Silver (Ag) nanoparticles have attracted extensive interest due to their excellent conductivity, tunable optical properties, and sintering properties.13 In general, those physical and chemical properties were affected dramatically by the size and shape of nanoparticles. Thus, the synthesis of silver nanoparticles with a specific shape is of great importance. Silver nanoplates (also known as nanoprisms and nanodisks) belong to two-dimensional nanostructures. Compared to other shapes of silver nanoparticles, silver nanoplates possessed high anisotropy that favors highly tunable local surface plasmon resonances and enhanced local electromagnetic field.4 At the same time, the vertical size of as-prepared nanoplates can be controlled at the level of several nanometers, and its sharp corner has high free energy, so that it has a large driving force for sintering. Therefore, its sintering temperature can be much lower than the melting point of bulk silver, which might be used for flexible circuit printing, biosensors, micronano chip packaging, etc.58

Since Mirkin and coworkers reported the conversion of silver nanospheres into triangular nanoplates by fluorescent lamps in 2001, a large number of synthetic routes have emerged, including light- or heat-induced conversion and direct chemical reduction.9 At present, most of the relevant literature on silver nanoplates can achieve controllable preparation of triangular silver nanoplates in a low concentration of silver source or organic system (this is shown in Table S1) which inevitably causes low yield and environmental pollution. To increase the concentration of Ag+ in the preparation process, the crystal seed growth method is often used. However, in the reported synthesis methods for silver nanoplates based on crystal seed growth, the crystal seeds were usually prepared in the aqueous system and then placed in the aqueous system for growth. Besides, toxic substances such as acetonitrile were used to inhibit spontaneous nucleation. Although the concentration of Ag+ in the preparation process was improved, the improvement is not obvious enough. The preparation process usually requires extremely high centrifugation speed to collect crystal seeds, which is not convenient for most laboratories.1012 Thus, the current preparation method is unsuitable for the large-scale industrial application of silver nanoplates.

The quality of the crystal seeds is crucial in the seed-mediated synthesis of the silver nanoplates. In order to ensure the quality of the subsequent growth, the crystal seeds cannot contain silver nanoparticles of other shapes (sphere-like or wire-like). However, due to the large specific surface area of silver nanoplates and the lattice strain energy caused by defects, the total free energy of silver nanoplates is too high to exist in solution.13,14 Therefore, kinetic control is required to change the reduction or decomposition rate of the precursor in order to control the population of the seeds with twin defects. When the decomposition or reduction rate of the precursor declines to a lower level, atoms tend to form nuclei and seeds through random hexagonal close packing, which contain stacking layer faults. In this case, the seeds usually have higher-energy structures and exhibit different shapes due to thermodynamic control.14

In this work, we use DMF as the solvent for the preparation of crystal seeds because this nonproton polar solvent is miscible with water. Besides, crystal seeds can grow directly in subsequent aqueous-based systems instead of undergoing purification steps (such as centrifugation) to obtain highly concentrated silver nanoplatelet crystals, which is favorable for industrial production on a large scale.

**TASK REQUIREMENTS**
Quote the silver nanoplate text between "In this work, we" and "a large scale.", inclusive. The lines after the silver nanoplate text can be left aside.

**GIVEN DATA**
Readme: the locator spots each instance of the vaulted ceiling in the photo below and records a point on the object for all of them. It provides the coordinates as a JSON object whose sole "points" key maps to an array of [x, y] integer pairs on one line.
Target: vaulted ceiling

**PROBLEM SOLUTION**
In this work, we use DMF as the solvent for the preparation of crystal seeds because this nonproton polar solvent is miscible with water. Besides, crystal seeds can grow directly in subsequent aqueous-based systems instead of undergoing purification steps (such as centrifugation) to obtain highly concentrated silver nanoplatelet crystals, which is favorable for industrial production on a large scale.